== MATERIAL FOR THIS TASK
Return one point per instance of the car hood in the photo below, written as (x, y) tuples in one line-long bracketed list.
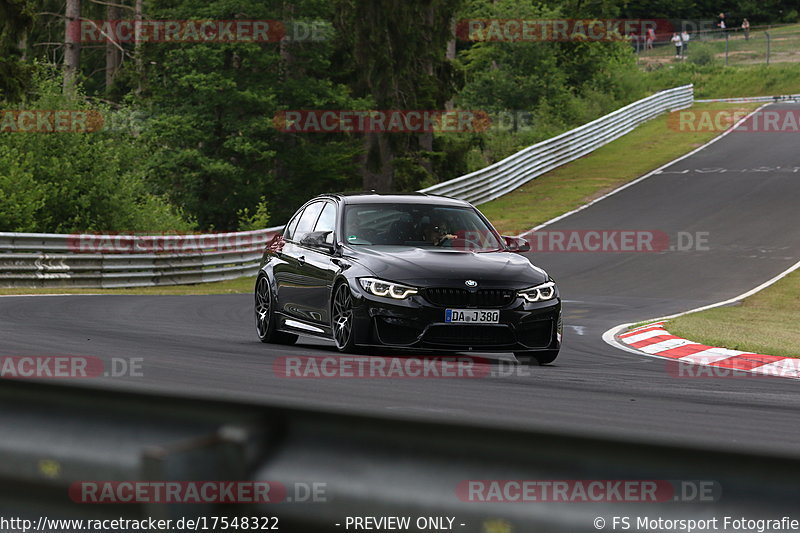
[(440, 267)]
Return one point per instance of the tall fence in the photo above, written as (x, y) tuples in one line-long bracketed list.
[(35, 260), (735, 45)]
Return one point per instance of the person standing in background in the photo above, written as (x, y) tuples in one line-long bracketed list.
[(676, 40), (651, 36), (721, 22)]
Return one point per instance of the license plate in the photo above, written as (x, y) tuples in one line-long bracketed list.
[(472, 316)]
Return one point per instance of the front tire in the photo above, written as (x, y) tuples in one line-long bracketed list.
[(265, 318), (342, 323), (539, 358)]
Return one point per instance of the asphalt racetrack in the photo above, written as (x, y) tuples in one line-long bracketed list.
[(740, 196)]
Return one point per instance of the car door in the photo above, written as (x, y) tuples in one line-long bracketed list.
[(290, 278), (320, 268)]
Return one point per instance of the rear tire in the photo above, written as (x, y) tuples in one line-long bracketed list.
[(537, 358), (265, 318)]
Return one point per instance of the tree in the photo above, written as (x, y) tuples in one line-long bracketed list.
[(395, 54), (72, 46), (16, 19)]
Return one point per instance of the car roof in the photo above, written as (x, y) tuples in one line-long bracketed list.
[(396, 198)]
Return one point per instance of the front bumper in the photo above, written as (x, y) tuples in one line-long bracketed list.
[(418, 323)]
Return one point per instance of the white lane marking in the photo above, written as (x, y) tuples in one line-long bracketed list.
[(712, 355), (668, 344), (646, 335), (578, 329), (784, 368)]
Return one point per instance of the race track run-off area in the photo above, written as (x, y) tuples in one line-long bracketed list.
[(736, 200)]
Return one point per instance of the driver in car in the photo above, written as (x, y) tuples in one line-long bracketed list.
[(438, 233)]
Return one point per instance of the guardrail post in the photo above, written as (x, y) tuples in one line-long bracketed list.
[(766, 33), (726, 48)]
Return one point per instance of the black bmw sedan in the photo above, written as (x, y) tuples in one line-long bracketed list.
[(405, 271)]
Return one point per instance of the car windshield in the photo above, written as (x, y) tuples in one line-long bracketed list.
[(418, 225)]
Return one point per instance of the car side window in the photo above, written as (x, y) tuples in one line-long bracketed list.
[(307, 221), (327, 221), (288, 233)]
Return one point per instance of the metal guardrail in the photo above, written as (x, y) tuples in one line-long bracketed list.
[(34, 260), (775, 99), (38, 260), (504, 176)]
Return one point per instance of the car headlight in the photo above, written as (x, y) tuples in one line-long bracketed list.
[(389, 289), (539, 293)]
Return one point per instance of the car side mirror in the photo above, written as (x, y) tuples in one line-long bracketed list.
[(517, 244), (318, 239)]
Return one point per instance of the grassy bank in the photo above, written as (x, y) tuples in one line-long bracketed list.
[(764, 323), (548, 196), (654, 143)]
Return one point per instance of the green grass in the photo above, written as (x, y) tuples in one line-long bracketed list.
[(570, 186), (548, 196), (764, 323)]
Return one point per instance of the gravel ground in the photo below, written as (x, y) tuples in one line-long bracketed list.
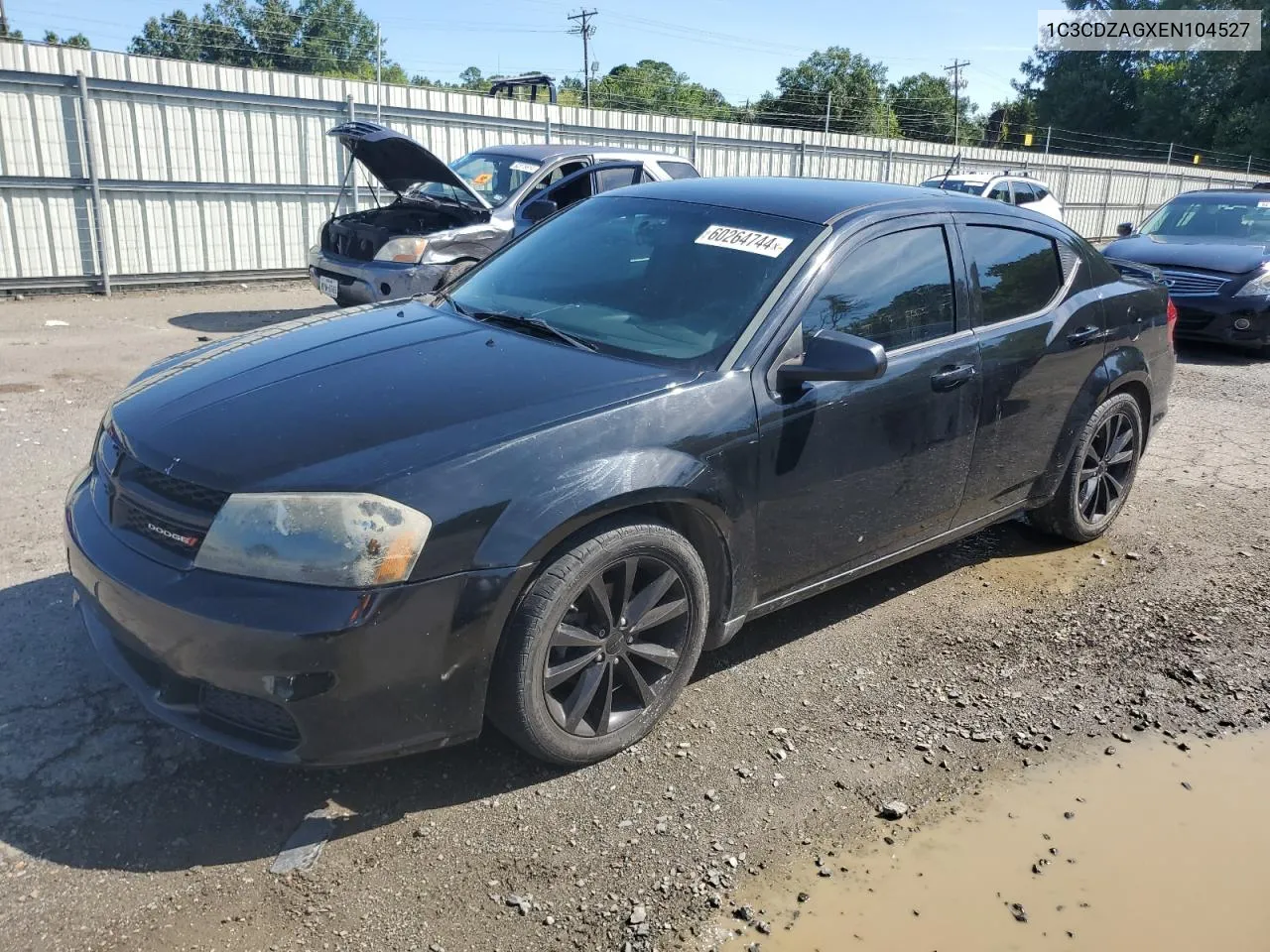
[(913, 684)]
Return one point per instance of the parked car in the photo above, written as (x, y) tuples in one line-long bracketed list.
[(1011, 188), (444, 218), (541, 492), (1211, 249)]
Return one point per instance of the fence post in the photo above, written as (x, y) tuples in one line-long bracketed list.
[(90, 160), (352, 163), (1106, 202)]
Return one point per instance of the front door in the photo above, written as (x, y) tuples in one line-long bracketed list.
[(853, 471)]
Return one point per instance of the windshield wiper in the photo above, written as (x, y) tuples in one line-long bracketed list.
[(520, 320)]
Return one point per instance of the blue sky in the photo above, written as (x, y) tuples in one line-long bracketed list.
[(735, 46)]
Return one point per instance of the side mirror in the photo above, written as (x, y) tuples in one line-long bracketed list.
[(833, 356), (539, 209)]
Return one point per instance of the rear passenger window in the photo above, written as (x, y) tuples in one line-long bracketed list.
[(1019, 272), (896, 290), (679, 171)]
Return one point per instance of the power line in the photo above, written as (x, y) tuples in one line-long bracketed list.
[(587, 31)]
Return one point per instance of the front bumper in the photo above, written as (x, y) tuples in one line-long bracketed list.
====
WRITTEN INSTRUCTION: Copy out, unchanged, every line of the material from the one containing "Return one point per instance of the windshield" down through the final line of the material.

SOLUTION FOR THIS EXERCISE:
Return one point per instance of the windshield wiper in the photo above, written as (x, y) tuples in one line-long bracketed list.
[(520, 320)]
Return one point per instance of the blue sky in the photo above, written as (x, y) tuples in one line-long bracketed list.
[(735, 46)]
Return one point per instance of the side mirror in the photo above, written as (x, y) tuples in one line-long bracketed list.
[(833, 356), (539, 209)]
Return one point per instance of the rear passenger window in the photo above, written as (x, y) tuples in one line-long bracketed list.
[(1019, 272), (896, 290), (679, 171)]
Return one point per instance of the power line in the photo above, written as (x, y) tuples in one line-long bracketed list.
[(587, 31)]
Return one point per instance of the front bumper in the photo above, written as (x, y) tuples in one line-long bracketed list.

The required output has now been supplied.